═══ Supplied records

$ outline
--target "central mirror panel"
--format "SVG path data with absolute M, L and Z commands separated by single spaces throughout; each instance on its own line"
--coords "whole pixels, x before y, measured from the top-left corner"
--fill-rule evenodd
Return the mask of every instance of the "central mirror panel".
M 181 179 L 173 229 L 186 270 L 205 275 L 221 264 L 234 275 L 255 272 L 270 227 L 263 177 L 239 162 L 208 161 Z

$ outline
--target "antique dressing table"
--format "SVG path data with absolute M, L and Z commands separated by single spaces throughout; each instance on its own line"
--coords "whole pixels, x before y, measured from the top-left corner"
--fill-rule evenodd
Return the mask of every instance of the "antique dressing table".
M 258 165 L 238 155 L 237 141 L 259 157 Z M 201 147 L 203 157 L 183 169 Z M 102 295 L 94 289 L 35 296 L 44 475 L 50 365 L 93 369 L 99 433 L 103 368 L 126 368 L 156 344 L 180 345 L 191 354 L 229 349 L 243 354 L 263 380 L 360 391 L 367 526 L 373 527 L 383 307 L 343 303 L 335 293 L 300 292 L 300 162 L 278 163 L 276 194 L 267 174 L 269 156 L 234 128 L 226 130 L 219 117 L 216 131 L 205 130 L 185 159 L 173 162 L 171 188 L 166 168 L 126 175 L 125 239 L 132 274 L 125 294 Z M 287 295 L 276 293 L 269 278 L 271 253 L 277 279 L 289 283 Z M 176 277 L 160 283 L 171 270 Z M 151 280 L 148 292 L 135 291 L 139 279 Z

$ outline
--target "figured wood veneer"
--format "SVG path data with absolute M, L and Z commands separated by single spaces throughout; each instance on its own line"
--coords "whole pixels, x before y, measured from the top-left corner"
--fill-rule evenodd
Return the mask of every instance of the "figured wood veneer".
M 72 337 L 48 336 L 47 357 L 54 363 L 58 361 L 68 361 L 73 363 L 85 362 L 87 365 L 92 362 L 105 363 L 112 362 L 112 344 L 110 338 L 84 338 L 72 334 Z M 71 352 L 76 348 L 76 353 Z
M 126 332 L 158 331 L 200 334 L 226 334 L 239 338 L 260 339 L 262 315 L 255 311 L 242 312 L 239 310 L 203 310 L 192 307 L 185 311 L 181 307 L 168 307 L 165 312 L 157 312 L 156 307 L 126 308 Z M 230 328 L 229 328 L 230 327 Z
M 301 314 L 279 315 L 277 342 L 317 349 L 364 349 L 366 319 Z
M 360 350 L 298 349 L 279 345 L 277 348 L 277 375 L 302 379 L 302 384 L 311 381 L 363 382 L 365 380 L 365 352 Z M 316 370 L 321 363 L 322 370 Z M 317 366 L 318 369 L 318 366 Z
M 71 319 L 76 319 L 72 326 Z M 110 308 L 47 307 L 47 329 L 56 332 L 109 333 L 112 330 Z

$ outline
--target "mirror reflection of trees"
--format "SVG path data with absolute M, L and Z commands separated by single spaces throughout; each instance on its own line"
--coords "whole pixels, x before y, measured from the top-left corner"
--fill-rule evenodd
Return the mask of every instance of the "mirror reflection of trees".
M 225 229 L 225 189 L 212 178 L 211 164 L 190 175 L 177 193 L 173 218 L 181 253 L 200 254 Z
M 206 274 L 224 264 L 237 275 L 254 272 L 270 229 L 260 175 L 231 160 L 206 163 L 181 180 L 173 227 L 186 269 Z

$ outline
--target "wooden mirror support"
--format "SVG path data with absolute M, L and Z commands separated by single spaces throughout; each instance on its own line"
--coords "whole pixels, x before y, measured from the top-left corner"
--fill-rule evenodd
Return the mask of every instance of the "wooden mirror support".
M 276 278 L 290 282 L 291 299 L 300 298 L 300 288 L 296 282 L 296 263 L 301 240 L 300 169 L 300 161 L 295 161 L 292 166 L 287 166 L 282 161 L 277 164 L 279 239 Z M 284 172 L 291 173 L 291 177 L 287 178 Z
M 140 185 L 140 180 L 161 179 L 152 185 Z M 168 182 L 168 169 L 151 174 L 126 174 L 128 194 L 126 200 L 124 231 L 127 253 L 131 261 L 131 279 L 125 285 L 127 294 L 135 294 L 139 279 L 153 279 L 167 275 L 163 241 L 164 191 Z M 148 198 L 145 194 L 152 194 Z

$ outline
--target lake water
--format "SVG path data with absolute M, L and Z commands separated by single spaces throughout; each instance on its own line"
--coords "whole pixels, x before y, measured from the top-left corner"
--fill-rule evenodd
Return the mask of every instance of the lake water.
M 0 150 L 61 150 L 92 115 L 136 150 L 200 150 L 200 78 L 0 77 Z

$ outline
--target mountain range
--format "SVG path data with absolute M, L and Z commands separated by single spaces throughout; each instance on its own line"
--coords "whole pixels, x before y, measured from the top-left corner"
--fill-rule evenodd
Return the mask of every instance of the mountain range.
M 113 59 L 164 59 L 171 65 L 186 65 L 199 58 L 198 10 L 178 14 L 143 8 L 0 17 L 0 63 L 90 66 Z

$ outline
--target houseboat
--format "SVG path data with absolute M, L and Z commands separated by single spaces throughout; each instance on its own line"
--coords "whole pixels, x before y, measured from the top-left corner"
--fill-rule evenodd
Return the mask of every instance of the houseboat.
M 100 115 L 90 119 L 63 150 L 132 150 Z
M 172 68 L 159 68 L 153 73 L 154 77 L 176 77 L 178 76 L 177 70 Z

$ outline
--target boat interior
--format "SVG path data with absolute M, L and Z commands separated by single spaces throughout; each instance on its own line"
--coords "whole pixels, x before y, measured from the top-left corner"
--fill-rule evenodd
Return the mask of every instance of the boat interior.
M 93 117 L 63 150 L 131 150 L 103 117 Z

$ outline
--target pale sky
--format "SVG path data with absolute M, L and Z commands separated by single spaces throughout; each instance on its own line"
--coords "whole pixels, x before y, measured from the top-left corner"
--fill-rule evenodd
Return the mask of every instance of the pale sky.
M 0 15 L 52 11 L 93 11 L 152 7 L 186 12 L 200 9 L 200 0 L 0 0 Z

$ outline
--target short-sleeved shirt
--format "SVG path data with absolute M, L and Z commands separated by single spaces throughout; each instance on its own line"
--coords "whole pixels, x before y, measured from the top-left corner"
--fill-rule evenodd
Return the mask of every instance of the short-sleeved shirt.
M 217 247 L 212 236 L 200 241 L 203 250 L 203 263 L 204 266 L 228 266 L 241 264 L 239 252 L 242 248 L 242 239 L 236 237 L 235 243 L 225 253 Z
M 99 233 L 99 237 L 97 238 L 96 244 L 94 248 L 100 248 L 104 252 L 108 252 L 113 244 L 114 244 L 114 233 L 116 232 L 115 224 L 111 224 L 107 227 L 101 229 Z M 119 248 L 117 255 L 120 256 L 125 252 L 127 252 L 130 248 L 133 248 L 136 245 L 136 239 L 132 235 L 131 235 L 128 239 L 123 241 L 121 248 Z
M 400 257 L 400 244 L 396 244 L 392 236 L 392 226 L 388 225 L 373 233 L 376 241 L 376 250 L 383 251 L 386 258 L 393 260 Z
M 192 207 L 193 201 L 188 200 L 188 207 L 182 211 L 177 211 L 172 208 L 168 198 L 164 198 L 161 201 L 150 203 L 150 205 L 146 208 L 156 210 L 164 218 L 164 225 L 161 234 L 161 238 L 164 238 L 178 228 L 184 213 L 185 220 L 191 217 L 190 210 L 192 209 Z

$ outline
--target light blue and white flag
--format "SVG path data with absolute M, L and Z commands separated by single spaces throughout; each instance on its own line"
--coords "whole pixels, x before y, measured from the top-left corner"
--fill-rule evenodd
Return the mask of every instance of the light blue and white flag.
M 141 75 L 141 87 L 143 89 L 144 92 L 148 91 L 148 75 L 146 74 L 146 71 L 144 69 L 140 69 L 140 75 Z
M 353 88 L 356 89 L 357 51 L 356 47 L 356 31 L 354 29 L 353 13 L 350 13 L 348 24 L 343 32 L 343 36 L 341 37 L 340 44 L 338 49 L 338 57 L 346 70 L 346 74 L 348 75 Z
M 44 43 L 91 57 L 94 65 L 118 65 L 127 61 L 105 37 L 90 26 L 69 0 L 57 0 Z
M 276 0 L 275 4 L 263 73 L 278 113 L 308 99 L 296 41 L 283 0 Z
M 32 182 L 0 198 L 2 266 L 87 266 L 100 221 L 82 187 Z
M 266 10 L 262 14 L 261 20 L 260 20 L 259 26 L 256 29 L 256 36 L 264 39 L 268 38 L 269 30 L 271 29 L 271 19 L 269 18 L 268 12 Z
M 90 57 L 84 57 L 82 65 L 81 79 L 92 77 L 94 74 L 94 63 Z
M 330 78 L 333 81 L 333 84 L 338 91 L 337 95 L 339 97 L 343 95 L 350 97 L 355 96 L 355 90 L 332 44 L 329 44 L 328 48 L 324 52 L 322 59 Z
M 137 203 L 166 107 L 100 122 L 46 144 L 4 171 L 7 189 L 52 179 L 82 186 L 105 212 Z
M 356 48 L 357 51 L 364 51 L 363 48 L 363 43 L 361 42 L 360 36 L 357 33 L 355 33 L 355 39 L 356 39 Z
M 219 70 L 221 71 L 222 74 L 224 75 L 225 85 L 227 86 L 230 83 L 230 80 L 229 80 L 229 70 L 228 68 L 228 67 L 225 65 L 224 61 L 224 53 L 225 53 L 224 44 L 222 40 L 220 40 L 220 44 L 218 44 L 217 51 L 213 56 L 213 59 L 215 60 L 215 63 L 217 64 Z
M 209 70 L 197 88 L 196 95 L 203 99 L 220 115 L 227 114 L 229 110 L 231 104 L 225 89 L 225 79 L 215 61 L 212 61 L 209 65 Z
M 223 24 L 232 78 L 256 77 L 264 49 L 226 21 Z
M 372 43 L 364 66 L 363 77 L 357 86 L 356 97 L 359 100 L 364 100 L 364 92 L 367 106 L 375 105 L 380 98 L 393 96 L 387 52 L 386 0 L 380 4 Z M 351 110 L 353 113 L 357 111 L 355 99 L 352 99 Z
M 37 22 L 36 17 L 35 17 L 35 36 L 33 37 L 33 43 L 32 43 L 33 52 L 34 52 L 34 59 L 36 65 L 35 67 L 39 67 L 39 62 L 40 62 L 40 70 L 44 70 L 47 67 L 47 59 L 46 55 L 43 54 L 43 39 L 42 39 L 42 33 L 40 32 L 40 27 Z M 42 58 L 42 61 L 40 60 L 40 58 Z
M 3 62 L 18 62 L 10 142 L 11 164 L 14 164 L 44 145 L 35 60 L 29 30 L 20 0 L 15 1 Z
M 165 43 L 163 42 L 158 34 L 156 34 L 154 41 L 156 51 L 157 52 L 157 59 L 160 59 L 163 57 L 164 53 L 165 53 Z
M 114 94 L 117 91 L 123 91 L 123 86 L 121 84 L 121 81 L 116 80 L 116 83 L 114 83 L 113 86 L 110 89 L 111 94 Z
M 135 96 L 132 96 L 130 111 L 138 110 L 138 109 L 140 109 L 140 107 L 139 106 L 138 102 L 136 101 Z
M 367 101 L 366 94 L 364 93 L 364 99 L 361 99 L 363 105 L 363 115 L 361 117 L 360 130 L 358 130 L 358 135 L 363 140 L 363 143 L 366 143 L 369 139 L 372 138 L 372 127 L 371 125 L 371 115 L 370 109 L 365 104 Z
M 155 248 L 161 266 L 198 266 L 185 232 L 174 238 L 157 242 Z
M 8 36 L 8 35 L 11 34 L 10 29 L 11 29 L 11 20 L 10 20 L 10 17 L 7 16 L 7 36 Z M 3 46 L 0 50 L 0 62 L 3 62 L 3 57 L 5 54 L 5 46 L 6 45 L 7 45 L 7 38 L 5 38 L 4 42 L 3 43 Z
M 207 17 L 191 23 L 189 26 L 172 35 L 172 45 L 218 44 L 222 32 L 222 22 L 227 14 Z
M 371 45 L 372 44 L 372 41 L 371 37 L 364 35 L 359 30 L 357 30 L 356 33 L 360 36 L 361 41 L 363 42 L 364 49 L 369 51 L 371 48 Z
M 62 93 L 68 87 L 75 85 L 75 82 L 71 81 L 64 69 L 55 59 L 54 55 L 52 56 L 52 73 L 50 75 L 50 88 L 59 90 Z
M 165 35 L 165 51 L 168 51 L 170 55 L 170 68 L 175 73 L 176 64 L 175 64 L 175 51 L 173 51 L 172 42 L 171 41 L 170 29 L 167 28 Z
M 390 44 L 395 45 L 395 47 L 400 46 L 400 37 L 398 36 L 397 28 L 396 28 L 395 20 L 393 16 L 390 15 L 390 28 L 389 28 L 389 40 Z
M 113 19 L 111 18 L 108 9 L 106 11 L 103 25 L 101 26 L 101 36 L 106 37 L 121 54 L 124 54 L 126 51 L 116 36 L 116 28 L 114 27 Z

══════

Brief »
How many lines of the records contain the string "mirror", with case taken into account? Give only the number.

The reply »
6